## [THE TASK]
Extract every line starting at the line that contains "task: segment the **wood floor**" and ending with the final line of the data, inclusive; give only those lines, word for word.

Region outline entries
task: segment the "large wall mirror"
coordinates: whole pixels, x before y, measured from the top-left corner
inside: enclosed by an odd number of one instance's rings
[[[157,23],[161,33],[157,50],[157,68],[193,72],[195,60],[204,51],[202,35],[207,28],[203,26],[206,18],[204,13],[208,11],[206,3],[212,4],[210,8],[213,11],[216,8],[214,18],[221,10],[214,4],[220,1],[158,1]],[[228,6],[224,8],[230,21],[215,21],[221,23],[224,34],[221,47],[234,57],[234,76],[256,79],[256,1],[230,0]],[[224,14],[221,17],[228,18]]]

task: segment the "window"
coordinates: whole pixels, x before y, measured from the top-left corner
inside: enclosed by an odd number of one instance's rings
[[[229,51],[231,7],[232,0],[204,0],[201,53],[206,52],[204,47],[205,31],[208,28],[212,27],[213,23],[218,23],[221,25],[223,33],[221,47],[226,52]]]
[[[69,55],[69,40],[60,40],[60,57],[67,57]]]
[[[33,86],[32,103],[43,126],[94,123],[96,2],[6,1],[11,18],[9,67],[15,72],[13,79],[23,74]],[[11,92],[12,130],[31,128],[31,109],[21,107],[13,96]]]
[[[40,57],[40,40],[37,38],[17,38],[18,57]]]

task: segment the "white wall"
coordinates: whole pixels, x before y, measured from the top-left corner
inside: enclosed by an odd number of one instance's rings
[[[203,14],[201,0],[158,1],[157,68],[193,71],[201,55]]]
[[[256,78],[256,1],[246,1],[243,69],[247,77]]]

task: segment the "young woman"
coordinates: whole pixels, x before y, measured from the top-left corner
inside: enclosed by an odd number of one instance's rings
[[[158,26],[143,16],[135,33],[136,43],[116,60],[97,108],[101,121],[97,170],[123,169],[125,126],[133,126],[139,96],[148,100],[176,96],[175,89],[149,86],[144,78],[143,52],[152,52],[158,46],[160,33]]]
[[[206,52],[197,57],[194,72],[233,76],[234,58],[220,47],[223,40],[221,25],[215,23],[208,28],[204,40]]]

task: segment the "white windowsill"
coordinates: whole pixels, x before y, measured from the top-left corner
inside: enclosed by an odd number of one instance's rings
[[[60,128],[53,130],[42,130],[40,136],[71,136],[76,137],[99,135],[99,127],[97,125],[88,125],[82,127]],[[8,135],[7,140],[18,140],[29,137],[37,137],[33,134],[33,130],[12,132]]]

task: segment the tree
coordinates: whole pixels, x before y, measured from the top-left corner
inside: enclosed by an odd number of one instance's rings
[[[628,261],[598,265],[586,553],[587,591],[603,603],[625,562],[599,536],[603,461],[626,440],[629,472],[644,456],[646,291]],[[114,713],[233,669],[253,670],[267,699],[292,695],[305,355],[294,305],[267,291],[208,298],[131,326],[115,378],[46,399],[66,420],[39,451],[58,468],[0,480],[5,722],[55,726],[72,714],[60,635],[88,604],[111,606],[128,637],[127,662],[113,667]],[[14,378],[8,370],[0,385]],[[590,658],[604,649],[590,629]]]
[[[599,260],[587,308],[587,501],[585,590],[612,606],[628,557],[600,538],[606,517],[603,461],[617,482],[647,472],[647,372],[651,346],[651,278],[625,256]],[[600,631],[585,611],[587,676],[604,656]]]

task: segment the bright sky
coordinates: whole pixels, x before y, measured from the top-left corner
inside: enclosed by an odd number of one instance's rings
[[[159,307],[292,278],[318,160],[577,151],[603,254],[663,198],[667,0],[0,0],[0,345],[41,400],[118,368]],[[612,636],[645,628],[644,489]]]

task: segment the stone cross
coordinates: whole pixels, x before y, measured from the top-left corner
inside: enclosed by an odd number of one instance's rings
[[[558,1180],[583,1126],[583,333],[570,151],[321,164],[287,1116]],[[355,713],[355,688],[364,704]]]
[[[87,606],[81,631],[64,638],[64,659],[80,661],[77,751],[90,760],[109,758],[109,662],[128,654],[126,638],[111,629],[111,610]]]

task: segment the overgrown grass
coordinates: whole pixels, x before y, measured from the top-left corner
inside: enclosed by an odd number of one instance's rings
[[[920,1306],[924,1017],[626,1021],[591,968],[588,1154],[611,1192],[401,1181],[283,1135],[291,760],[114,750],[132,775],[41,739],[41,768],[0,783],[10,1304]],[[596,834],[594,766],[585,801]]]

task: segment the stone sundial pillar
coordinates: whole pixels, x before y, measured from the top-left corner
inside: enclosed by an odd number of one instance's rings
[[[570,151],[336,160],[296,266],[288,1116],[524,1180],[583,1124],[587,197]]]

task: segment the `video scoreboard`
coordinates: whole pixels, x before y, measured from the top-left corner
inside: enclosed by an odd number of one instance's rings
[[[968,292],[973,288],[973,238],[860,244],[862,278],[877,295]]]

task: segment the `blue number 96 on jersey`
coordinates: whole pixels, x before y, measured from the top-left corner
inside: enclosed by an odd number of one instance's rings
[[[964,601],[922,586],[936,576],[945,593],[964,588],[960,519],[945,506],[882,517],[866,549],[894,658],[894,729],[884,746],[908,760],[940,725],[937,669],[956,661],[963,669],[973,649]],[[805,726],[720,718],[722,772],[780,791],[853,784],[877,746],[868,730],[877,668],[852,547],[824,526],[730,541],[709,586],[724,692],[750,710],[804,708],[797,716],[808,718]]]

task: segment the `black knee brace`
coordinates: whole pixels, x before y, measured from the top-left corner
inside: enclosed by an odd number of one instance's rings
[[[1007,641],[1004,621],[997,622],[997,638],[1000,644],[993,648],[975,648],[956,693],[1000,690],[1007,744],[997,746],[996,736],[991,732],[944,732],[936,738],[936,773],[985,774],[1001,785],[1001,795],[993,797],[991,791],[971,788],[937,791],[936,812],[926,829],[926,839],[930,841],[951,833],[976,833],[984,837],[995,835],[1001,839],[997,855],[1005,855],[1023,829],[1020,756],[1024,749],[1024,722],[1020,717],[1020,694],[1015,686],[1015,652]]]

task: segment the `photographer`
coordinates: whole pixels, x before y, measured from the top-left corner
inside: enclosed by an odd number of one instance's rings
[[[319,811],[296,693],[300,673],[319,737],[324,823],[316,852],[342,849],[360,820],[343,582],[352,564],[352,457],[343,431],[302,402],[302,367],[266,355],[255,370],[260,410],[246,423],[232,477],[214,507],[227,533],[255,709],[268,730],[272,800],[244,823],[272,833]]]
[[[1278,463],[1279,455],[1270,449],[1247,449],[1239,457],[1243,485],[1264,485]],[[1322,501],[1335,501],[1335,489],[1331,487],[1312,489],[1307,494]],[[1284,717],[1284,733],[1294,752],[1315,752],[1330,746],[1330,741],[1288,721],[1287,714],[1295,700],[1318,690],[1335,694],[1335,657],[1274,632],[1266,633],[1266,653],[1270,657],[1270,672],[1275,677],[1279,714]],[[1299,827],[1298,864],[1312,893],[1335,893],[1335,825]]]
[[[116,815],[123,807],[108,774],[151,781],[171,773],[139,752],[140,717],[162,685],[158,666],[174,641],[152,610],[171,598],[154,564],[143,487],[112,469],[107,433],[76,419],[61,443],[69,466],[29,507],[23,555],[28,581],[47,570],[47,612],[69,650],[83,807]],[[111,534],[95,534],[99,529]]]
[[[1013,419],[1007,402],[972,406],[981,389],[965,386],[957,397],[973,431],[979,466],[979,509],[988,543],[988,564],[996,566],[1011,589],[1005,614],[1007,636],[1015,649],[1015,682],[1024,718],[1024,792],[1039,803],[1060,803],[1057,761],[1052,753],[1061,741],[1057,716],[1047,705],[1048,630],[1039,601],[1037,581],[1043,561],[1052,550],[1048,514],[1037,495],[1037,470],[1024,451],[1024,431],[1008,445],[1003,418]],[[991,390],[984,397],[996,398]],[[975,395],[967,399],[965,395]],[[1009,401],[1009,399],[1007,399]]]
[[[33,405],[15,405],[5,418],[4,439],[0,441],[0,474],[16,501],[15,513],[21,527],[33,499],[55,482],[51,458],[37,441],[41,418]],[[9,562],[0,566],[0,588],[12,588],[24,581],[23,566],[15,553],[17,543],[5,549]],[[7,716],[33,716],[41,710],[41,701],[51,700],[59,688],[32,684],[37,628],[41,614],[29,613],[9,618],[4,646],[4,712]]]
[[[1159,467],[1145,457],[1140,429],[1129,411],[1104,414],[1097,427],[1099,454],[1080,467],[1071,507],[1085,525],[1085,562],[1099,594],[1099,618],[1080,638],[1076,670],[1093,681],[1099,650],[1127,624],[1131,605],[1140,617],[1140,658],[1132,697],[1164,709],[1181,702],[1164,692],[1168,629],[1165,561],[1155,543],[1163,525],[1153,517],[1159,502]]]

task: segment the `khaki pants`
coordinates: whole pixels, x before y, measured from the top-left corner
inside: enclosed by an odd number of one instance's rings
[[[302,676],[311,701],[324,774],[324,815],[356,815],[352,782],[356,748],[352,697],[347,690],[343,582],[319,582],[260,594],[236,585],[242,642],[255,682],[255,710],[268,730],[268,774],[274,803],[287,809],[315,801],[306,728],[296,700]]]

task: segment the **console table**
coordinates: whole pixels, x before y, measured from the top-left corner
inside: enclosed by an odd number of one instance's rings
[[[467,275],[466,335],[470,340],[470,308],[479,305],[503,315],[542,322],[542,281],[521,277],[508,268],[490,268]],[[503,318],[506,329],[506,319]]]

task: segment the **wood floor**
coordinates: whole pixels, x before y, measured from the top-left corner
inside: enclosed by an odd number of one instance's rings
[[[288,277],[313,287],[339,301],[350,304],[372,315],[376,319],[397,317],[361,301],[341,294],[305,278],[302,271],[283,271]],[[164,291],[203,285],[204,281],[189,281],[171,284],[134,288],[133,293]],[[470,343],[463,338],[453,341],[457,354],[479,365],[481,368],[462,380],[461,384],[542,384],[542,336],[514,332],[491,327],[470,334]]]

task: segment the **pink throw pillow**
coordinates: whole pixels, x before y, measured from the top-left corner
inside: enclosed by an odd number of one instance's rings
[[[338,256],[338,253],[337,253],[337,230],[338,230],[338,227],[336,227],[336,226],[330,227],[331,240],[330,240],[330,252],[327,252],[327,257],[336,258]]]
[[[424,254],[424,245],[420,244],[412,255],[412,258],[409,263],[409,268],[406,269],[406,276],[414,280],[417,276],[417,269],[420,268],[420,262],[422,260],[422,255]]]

## [THE SOLUTION]
task: segment the **wood floor**
coordinates: whole pixels, x before y, measured from the top-left corner
inside: enclosed by an odd number of one instance's rings
[[[288,277],[313,287],[339,301],[350,304],[372,315],[376,319],[397,317],[361,301],[341,294],[305,278],[302,271],[283,271]],[[164,291],[203,285],[204,281],[189,281],[171,284],[134,288],[133,293]],[[470,343],[463,338],[453,341],[457,354],[479,365],[481,368],[462,380],[461,384],[542,384],[542,336],[514,332],[491,327],[470,334]]]

task: segment the **pink throw pillow**
coordinates: whole pixels, x before y, measured from the top-left corner
inside: enclosed by an odd number of one instance's rings
[[[338,256],[338,253],[337,253],[337,230],[338,230],[338,227],[336,227],[336,226],[330,227],[331,240],[330,240],[330,252],[327,252],[327,257],[336,258]]]
[[[424,254],[424,245],[420,244],[412,255],[412,258],[409,263],[409,268],[406,269],[406,276],[414,280],[417,276],[417,269],[420,268],[420,262],[422,260],[422,255]]]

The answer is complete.